**Source data:**
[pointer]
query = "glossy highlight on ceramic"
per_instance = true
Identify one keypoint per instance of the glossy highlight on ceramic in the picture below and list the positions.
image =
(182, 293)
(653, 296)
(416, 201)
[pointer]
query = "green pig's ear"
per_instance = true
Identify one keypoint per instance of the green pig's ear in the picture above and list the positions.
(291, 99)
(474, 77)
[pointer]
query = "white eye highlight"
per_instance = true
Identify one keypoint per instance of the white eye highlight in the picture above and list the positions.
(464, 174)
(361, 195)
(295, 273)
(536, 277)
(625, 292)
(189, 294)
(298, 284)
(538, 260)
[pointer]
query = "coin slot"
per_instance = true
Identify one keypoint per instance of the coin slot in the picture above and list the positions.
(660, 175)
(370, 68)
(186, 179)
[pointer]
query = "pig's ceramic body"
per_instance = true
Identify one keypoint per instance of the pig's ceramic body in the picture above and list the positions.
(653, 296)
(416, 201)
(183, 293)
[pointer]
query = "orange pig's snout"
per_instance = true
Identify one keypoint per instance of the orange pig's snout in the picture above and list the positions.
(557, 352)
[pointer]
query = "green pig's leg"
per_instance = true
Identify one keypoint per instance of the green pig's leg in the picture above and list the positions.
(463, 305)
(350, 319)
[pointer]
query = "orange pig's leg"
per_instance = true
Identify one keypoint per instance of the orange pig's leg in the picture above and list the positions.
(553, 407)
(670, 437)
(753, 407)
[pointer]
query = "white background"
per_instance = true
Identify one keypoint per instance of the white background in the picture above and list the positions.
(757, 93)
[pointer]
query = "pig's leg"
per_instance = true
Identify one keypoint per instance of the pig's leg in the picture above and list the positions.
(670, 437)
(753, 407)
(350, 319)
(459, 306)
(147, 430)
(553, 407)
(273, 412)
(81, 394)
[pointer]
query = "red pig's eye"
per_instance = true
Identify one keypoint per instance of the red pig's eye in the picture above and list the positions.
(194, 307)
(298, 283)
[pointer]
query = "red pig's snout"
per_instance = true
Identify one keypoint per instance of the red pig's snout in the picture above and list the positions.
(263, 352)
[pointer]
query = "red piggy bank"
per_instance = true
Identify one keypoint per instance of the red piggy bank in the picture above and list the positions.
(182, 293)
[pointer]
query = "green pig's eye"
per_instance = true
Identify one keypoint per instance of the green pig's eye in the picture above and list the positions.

**How to complete this task:** The complete listing must be reproduced exactly as written.

**Response area:**
[pointer]
query = "glossy highlight on ceramic"
per_instance = true
Identify one keypoint per instance of the glossy highlight on ceramic in the picture below and list the positions.
image =
(182, 293)
(653, 296)
(416, 201)
[pointer]
query = "green pig's ear"
per_instance = true
Identify one keypoint per instance of the green pig's ear in the picture above and list the positions.
(291, 99)
(474, 77)
[pointer]
query = "white eye highlight"
per_instance = true
Identify one keypoint per instance of the white eye highlight in the picture above and list the positions.
(464, 174)
(361, 195)
(295, 273)
(536, 277)
(625, 292)
(189, 294)
(298, 284)
(538, 260)
[pointer]
query = "coin slot"
per_instance = true
Identify one keypoint per instance of the coin slot in the picture above and list the positions.
(660, 175)
(370, 68)
(186, 179)
[pointer]
query = "pig's ceramic body"
per_instance = true
Identify one keypoint per instance of the pig's ceramic body in the picture above and list the positions.
(653, 296)
(416, 201)
(183, 293)
[pointer]
query = "orange pig's snout"
per_instance = true
Identify one keypoint per instance of the orange pig's snout in the picture above and list the positions.
(557, 352)
[pointer]
query = "green pig's leg"
per_instance = true
Identify one keypoint per instance of the green pig's leg in the picture above and list the positions.
(463, 305)
(350, 319)
[pointer]
query = "orange pig's leg"
per_instance = true
Identify one keypoint per instance of the orange pig's leg in the picture above and list the positions.
(553, 407)
(670, 437)
(753, 407)
[pointer]
query = "white background"
per_instance = true
Identify one keypoint per instance of the white background in the picture above and list the positions.
(757, 93)
[pointer]
query = "pig's leg"
per_instance = true
Identify one keypoint per instance of the pig's leg in the picture above and list the positions.
(670, 437)
(753, 407)
(350, 319)
(459, 306)
(147, 430)
(553, 407)
(273, 412)
(81, 394)
[pointer]
query = "red pig's eye"
per_instance = true
Identify one keypoint per instance of the red pig's eye in the picture above and list the positions.
(194, 307)
(298, 283)
[pointer]
query = "red pig's snout"
per_instance = true
Identify one keypoint per instance of the red pig's snout in the picture above and list the positions.
(263, 352)
[pointer]
query = "red piggy bank"
per_instance = true
Identify one keypoint per instance of the red piggy bank in the picture above and list the positions.
(182, 293)
[pointer]
query = "green pig's eye"
per_instance = true
Identify one keypoint per instance of the green pig's eye in the picture above and list the positions.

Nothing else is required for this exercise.